> _Prompt_: Please reproduce the part of the Nexuiz compiler-flags thread that begins at the words "Moderators: Nexuiz Moderators, Moderators" and ends after "Laters losers.".

CFlags for recompiling

Tips on how to tweak Nexuiz for the best performance

Moderators: Nexuiz Moderators, Moderators

Mon Sep 18, 2006 3:41 pm

  • The gentoo wiki carries this page of safe cflags for different CPU architectures:
    http://gentoo-wiki.com/Safe_Cflags

    Do the Nexuiz devs think these are safe cflags for DP/Nexuiz? What cflags are used by default?
    Laters losers.
    Ed
    Forum addon
     
    Posts: 1172
    Joined: Wed Mar 01, 2006 12:32 am
    Location: UK

Mon Sep 18, 2006 3:54 pm

  • Nexuiz or better DarkPlaces uses currently:
    -O2 -fno-strict-aliasing

    -funroll-loops is known the make the binary very large while only being a very very small tad faster
    -ffast-math is known to give problems with gcc 4.1 and 64 machines for DP
    User avatar
    esteel
    Site admin and forum addon
     
    Posts: 3924
    Joined: Wed Mar 01, 2006 8:27 am

Tue Sep 19, 2006 2:55 pm

  • I wrote a script to coimpile multiple binaries with different march flags and optimisations and then benchmark each to provide performance analysis:
    Code: Select all
    #!/bin/bash
    #A script to compile many versions of Nexuiz and benchmark

    for arch in i686 pentiumpro pentium2 pentium3 c3-2 athlon athlon-tbird athlon-xp athlon-4 athlon-mp
    # Available processor architectures:
    # i386 i486 i586 pentium pentium-mmx i686 pentiumpro pentium2 pentium3 c3 c3-2 k6 k6-2 k6-3 athlon athlon-tbird athlon-xp athlon-4 athlon-mp etc.

(Raw rows)
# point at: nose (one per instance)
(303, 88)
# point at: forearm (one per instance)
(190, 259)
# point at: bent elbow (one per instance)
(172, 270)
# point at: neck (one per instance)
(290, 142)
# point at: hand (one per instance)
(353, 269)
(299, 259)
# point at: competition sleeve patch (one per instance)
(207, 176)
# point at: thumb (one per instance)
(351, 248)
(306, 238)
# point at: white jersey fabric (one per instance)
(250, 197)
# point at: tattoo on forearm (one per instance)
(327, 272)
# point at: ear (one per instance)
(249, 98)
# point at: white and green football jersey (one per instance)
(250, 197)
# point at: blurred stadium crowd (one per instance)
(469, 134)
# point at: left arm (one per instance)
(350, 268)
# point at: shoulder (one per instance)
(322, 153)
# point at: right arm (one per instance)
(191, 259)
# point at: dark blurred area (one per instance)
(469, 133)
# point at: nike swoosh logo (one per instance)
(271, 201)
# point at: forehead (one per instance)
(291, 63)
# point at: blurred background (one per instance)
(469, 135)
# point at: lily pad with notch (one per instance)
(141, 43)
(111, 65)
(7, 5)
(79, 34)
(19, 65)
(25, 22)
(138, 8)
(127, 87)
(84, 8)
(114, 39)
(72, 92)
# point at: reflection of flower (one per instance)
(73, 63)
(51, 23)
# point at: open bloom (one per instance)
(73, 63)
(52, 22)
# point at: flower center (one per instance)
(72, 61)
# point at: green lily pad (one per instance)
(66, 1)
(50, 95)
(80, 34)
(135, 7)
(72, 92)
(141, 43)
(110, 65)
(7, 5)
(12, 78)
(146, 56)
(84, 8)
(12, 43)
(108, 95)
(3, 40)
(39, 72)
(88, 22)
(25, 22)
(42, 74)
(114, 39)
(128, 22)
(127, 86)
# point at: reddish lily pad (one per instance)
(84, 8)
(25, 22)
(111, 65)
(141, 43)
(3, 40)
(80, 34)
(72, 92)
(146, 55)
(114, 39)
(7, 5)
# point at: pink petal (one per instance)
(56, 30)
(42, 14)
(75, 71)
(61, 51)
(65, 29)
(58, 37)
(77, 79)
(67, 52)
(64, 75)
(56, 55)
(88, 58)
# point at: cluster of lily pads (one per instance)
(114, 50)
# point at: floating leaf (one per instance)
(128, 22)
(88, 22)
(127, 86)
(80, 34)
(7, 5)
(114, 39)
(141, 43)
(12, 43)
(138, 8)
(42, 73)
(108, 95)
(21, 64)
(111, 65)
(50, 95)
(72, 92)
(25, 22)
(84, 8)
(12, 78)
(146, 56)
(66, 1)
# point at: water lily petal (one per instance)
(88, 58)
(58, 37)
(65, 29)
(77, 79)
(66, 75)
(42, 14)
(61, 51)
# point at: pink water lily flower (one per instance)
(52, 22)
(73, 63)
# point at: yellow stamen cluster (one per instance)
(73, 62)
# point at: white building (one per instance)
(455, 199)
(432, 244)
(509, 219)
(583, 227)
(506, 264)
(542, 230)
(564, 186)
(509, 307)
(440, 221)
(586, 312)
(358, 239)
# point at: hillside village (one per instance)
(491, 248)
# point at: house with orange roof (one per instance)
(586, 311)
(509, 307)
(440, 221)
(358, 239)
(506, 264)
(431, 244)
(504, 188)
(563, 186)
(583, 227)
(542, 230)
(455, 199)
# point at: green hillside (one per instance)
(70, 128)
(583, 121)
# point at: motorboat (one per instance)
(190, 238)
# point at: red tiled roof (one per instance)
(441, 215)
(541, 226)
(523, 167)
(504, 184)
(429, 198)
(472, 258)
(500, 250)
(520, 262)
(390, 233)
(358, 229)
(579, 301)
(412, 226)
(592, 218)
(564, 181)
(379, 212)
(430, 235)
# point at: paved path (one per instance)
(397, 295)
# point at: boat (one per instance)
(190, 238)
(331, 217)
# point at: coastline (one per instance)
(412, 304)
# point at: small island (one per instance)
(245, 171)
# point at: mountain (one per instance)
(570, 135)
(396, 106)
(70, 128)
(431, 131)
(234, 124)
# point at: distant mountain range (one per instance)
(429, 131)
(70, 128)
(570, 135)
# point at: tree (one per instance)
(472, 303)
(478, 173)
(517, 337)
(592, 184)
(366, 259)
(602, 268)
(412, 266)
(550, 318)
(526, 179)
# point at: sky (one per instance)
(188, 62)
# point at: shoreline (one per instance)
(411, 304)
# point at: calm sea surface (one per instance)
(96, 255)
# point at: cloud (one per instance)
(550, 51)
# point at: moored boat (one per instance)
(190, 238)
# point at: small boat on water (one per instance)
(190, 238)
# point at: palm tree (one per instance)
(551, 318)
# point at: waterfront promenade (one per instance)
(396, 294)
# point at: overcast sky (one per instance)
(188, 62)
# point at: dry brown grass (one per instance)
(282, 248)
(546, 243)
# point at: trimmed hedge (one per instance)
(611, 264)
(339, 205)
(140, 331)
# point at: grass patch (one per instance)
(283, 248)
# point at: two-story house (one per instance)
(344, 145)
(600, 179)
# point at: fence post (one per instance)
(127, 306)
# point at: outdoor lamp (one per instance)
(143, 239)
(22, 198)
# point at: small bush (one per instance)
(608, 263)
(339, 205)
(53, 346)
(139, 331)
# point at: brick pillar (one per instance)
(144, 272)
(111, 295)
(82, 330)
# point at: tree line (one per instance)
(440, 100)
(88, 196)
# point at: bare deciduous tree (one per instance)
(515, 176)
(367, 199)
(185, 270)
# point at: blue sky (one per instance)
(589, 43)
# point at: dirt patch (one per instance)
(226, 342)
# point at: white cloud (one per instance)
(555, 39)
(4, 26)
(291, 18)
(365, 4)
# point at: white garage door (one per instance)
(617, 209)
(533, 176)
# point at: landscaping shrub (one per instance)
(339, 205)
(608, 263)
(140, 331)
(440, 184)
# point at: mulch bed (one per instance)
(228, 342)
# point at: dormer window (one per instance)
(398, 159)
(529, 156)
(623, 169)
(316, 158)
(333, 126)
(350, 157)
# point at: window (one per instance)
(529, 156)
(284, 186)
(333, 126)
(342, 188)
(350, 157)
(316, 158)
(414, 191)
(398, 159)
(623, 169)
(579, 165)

> _The result_:
Moderators: Nexuiz Moderators, Moderators

Mon Sep 18, 2006 3:41 pm

  • The gentoo wiki carries this page of safe cflags for different CPU architectures:
    http://gentoo-wiki.com/Safe_Cflags

    Do the Nexuiz devs think these are safe cflags for DP/Nexuiz? What cflags are used by default?
    Laters losers.